**Task details:** Edit everything from the line containing "out the antler" down to the end of the entries, swapping "brown fur" for "tan coat" and changing nothing else, and leave the pictures out of your answer.

**Excerpted data:**
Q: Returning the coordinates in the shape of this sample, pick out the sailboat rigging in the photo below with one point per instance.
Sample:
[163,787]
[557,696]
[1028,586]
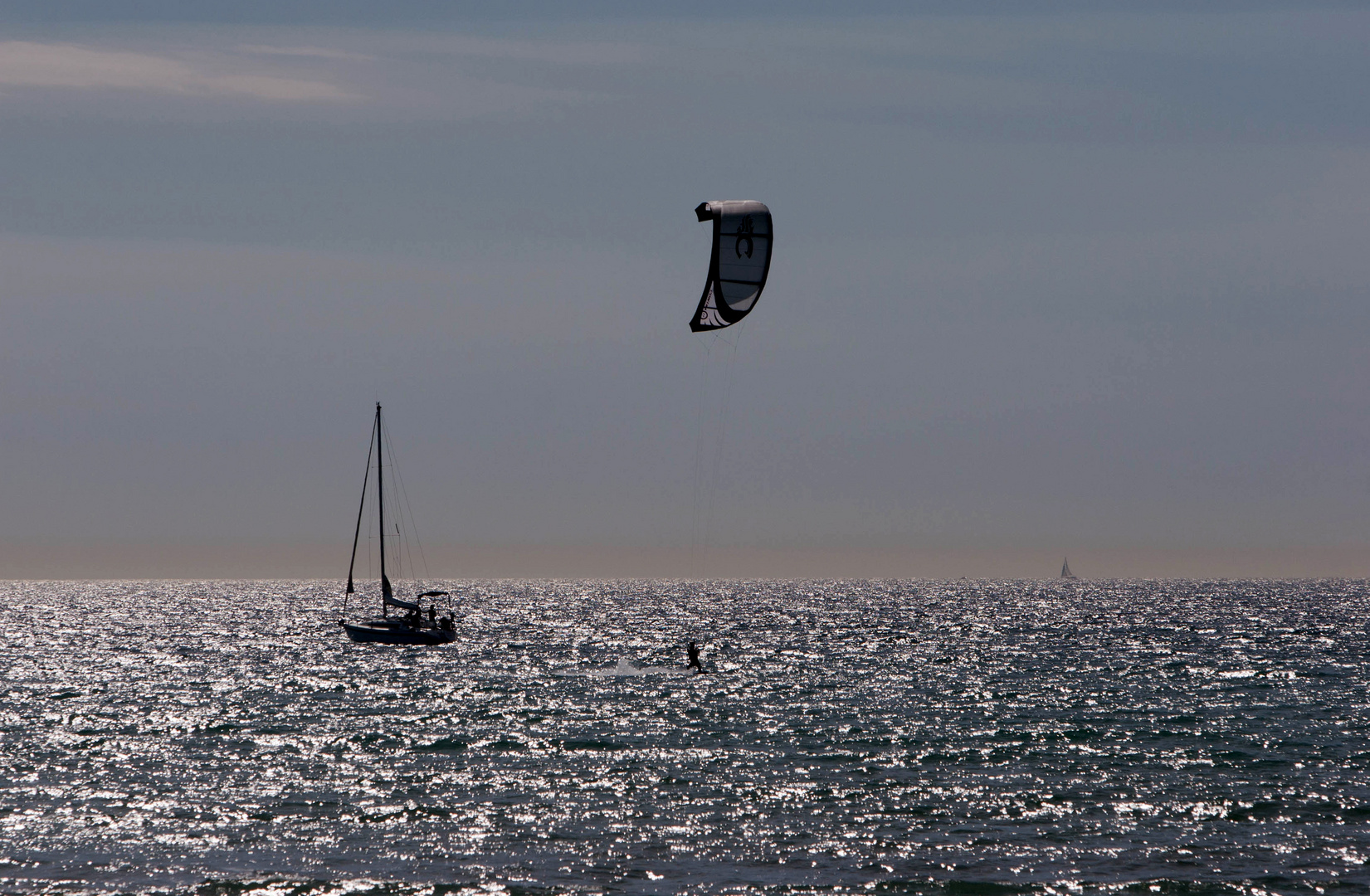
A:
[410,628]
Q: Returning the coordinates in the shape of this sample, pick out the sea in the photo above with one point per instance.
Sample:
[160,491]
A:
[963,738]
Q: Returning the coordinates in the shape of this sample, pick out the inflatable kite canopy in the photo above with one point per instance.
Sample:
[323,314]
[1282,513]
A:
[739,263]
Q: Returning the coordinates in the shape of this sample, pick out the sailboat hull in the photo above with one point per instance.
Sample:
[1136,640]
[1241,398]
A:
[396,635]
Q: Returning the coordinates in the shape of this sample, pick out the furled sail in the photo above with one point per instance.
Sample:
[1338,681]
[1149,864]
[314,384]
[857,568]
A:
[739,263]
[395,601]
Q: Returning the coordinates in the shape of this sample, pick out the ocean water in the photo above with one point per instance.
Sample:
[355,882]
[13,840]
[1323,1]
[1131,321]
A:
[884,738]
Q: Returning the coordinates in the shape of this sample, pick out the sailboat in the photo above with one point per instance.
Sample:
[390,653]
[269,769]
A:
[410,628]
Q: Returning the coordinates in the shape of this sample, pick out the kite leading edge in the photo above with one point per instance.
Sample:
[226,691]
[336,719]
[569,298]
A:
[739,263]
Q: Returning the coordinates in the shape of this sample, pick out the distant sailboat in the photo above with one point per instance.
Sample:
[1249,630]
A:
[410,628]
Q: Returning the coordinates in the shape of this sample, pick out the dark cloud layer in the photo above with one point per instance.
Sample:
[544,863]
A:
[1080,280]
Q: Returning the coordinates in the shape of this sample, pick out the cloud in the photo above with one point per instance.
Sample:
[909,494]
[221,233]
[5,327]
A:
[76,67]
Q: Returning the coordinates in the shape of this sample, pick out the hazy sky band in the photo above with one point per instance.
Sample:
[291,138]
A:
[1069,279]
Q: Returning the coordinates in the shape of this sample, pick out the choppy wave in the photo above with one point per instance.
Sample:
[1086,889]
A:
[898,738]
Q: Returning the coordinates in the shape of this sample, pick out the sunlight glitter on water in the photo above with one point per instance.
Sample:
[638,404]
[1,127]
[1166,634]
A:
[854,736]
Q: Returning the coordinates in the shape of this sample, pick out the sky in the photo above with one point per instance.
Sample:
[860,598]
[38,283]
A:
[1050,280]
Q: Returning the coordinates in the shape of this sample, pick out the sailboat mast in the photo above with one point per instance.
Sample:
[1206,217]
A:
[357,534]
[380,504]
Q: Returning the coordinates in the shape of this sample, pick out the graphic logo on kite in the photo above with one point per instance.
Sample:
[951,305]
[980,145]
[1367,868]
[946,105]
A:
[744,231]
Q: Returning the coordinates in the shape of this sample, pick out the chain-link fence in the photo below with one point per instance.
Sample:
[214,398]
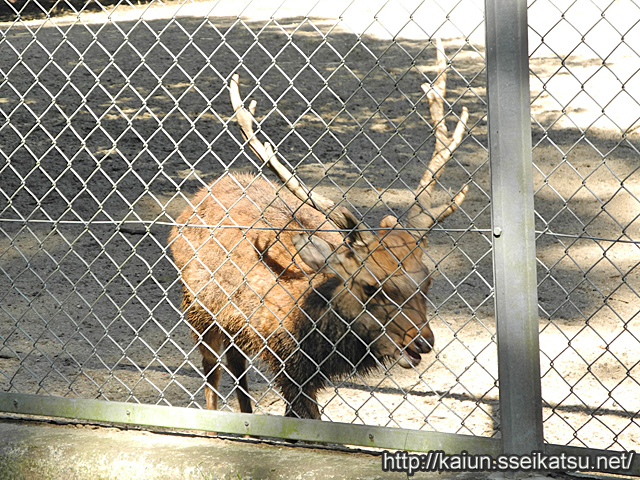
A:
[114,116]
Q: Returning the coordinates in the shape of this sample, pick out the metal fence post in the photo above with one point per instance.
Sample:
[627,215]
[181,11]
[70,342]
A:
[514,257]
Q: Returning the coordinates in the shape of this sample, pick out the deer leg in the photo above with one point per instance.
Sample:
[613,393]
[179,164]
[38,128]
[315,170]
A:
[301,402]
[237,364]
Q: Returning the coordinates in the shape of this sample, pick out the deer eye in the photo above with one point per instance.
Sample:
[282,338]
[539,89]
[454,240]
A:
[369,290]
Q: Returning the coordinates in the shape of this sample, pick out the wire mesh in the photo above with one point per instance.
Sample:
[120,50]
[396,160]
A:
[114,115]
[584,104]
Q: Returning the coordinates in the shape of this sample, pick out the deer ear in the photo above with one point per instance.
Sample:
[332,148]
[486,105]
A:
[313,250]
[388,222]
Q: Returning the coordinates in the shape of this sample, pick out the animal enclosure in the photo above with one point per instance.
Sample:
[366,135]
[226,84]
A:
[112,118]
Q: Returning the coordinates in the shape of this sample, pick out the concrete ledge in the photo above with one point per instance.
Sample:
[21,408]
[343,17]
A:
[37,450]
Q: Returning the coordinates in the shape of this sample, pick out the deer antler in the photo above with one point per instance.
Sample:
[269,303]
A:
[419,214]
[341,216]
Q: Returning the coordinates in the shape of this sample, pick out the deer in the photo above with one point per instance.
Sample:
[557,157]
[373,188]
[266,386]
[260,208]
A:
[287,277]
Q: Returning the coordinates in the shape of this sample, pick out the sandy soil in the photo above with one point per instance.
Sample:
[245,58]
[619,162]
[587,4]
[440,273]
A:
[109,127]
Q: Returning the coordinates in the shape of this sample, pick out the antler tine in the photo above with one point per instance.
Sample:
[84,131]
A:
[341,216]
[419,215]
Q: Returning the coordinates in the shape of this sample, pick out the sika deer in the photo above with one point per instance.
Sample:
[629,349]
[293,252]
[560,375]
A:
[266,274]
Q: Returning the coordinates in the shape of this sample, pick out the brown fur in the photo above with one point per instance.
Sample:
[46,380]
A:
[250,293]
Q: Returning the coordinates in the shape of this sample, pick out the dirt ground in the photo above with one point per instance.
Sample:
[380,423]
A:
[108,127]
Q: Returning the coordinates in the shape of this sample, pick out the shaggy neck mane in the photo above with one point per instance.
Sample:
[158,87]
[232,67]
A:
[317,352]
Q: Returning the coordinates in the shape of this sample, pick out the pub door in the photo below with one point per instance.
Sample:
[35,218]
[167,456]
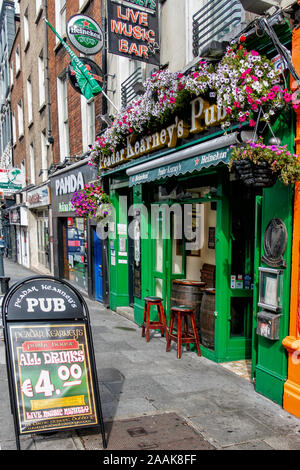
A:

**Answer for the task:**
Q: Returning the coordinates in the shape of this sample, pick out the antler tine in the photo above with one point per instance.
Sample:
[84,131]
A:
[341,216]
[419,215]
Q: Returning the coordinates in the shape of this sample, pick out the sika deer in the photo above with one point per instance.
Sample:
[629,349]
[293,252]
[560,375]
A:
[266,274]
Q: Returning the coordinates in the shape of this sample, pick out the tan coat in the photo above with one point per instance.
Sample:
[46,380]
A:
[250,293]
Q: Returning the coordinates in the shape of this sample, pick out the dirt ground in the photo above with one point per instance.
Sample:
[380,423]
A:
[108,127]
Q: Returning the coordinates in the shape of this sample, pick out the shaggy neck mane in the photo above with one point per instance.
Sample:
[158,87]
[232,67]
A:
[317,352]
Q: Returning the coordinates in the shape of this sample, pick out the pub door in the photo below with one point per instance.
Sample:
[35,218]
[167,456]
A:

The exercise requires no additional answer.